* Texto para leitura
⟨
Seus contatos com Adriano Mendes, vice-presidente de finanças e homem forte da diretoria, com alcance nos demais setores do clube, são constantes. Pássaro acertou com Leandro Castan redução salarial para que o zagueiro continuasse no Vasco e condicionou os novos contratados a cláusulas de rendimento, o que mostra o alinhamento do gestor à política financeira do clube, de redução de despesas.
Corte de gastos e anúncio de dívida marcam as finanças
Os primeiros 100 dias da gestão de Jorge Salgado, nas finanças, se resumem a duas ações. Uma delas, amarga. O clube demitiu nada menos que 186 funcionários com a justificativa de adequar seus gastos a uma realidade de queda brusca nas receitas, decorrência do rebaixamento para a Série B, fato que, apesar de ocorrido já com o novo presidente no poder, cai na conta da gestão passada.
⟩
* Dados para análise
⟨
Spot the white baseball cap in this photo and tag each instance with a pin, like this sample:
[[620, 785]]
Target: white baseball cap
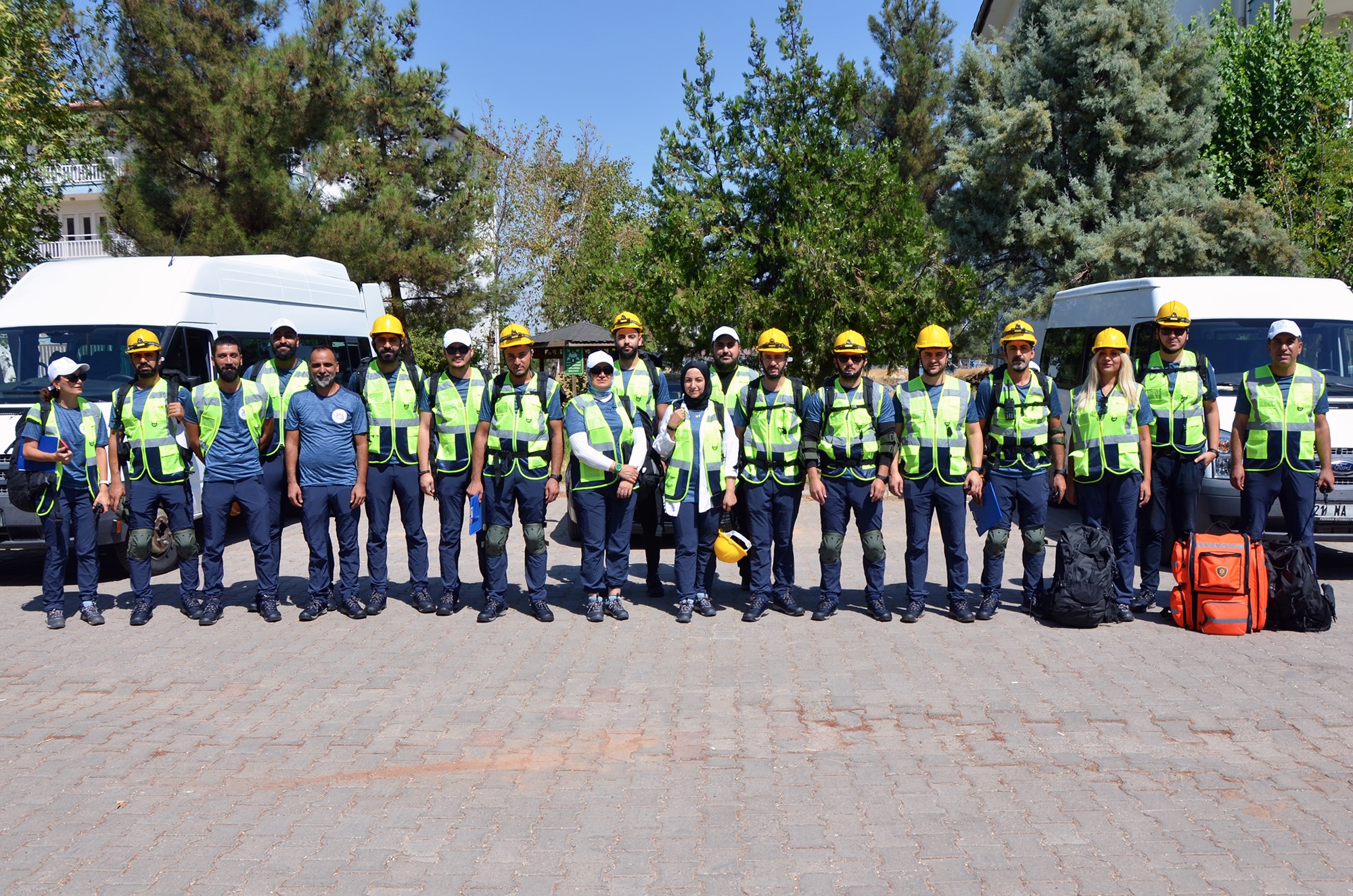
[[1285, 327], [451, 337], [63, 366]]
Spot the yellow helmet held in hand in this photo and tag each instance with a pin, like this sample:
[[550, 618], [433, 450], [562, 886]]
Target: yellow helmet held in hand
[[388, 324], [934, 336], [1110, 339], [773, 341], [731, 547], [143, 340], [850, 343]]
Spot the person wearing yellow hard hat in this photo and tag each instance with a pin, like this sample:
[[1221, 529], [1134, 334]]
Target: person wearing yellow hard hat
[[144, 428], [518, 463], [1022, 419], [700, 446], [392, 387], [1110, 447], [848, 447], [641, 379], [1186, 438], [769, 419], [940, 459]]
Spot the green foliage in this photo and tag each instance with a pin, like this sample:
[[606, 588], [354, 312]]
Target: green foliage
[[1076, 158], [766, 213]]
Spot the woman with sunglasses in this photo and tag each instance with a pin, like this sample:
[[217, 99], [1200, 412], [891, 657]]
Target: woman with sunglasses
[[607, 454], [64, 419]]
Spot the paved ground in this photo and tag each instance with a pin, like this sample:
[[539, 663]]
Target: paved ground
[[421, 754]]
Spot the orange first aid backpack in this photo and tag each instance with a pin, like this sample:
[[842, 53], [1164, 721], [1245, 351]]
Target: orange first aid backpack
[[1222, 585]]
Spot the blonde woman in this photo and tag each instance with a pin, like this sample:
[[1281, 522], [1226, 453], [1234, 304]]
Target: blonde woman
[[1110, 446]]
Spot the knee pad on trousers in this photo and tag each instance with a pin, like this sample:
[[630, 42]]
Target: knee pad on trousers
⟩
* Partes do exercício
[a] Redigite o trecho do texto sobre as finanças do Vasco que vai de "Seus contatos com" até "da gestão passada.", inclusive.
[b] Responda com base no texto sobre as finanças do Vasco:
(i) Que cargo Adriano Mendes ocupa no clube?
(ii) Com qual zagueiro Pássaro acertou uma redução salarial?
(iii) Quantos funcionários o clube demitiu?
[c] Dê seguimento ao texto sobre as finanças do Vasco a partir da última frase apresentada.

* Respostas do exercício
[a]
Seus contatos com Adriano Mendes, vice-presidente de finanças e homem forte da diretoria, com alcance nos demais setores do clube, são constantes. Pássaro acertou com Leandro Castan redução salarial para que o zagueiro continuasse no Vasco e condicionou os novos contratados a cláusulas de rendimento, o que mostra o alinhamento do gestor à política financeira do clube, de redução de despesas.
Corte de gastos e anúncio de dívida marcam as finanças
Os primeiros 100 dias da gestão de Jorge Salgado, nas finanças, se resumem a duas ações. Uma delas, amarga. O clube demitiu nada menos que 186 funcionários com a justificativa de adequar seus gastos a uma realidade de queda brusca nas receitas, decorrência do rebaixamento para a Série B, fato que, apesar de ocorrido já com o novo presidente no poder, cai na conta da gestão passada.

[b]
(i) Vice-presidente de finanças.
(ii) Leandro Castan.
(iii) 186 funcionários.

[c]
A saída em massa ocorreu com os funcionários com o salário em dia, o que não garante de antemão que ela não vá aumentar o passivo do clube no futuro. As verbas rescisórias não foram pagas e são objeto de negociação entre os funcionários e o cruz-maltino, com o sindicato intermediando as conversas. Há relatos de que o clube não recolhe corretamente o FGTS, o que também pode motivar ações judiciais.
Se acontecer, são mais problemas para o clube de dívida de R$ 832 milhões, de acordo com o balanço financeiro de 2020. A torcida do Vasco, ciente do tamanho do rombo, encampou no dia seguinte à sua divulgação, campanha de doação direta para o clube. Pouco mais de R$ 400 mil já foram doados, dinheiro que resolve em nada a vida do Vasco, mas sinaliza a confiança desses torcedores na atual gestão.
Ajuda essa percepção positiva o esforço para o pagamento dos salários atrasados. Jorge Salgado e sua trupe socorreram a gestão de Campello para tentar quitar a dívida do clube com os jogadores em meio à tentativa de escapar do rebaixamento. Assumiram o clube com dívidas referentes a dois meses parcelados no acordo de 2020, os salários de novembro e dezembro e mais o 13º salário. Nesses 100 dias, cinco folhas salariais foram pagas.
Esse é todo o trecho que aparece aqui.